• _WHAT IS NEEDED_
Show every line of the records that contains the word "white". Case counts.
- - - - - - -
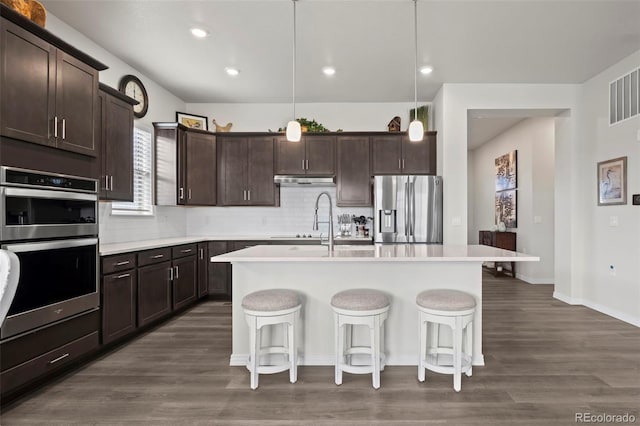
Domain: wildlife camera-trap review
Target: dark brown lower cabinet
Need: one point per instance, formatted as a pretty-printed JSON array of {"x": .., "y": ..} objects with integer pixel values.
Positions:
[
  {"x": 203, "y": 265},
  {"x": 118, "y": 305},
  {"x": 184, "y": 281},
  {"x": 154, "y": 292},
  {"x": 33, "y": 356}
]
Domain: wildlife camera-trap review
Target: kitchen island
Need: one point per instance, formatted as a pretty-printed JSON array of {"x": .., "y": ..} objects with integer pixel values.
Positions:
[{"x": 400, "y": 270}]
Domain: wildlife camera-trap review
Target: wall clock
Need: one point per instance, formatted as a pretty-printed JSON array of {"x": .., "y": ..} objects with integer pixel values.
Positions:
[{"x": 131, "y": 86}]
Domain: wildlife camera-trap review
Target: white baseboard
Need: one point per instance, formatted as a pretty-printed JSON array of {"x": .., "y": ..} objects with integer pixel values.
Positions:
[
  {"x": 242, "y": 359},
  {"x": 597, "y": 307},
  {"x": 531, "y": 280}
]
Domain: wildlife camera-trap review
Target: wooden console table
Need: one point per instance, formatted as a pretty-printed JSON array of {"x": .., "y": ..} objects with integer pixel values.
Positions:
[{"x": 503, "y": 240}]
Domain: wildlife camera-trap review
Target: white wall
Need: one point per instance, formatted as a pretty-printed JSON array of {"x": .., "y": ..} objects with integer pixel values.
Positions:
[
  {"x": 334, "y": 116},
  {"x": 167, "y": 222},
  {"x": 533, "y": 138},
  {"x": 607, "y": 245}
]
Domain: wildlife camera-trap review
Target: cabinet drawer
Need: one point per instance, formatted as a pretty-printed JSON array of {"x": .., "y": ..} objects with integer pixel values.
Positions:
[
  {"x": 149, "y": 257},
  {"x": 184, "y": 250},
  {"x": 119, "y": 262},
  {"x": 48, "y": 362},
  {"x": 15, "y": 351}
]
- - - - - - -
• _WORKED SOLUTION_
Target: white baseboard
Target: white wall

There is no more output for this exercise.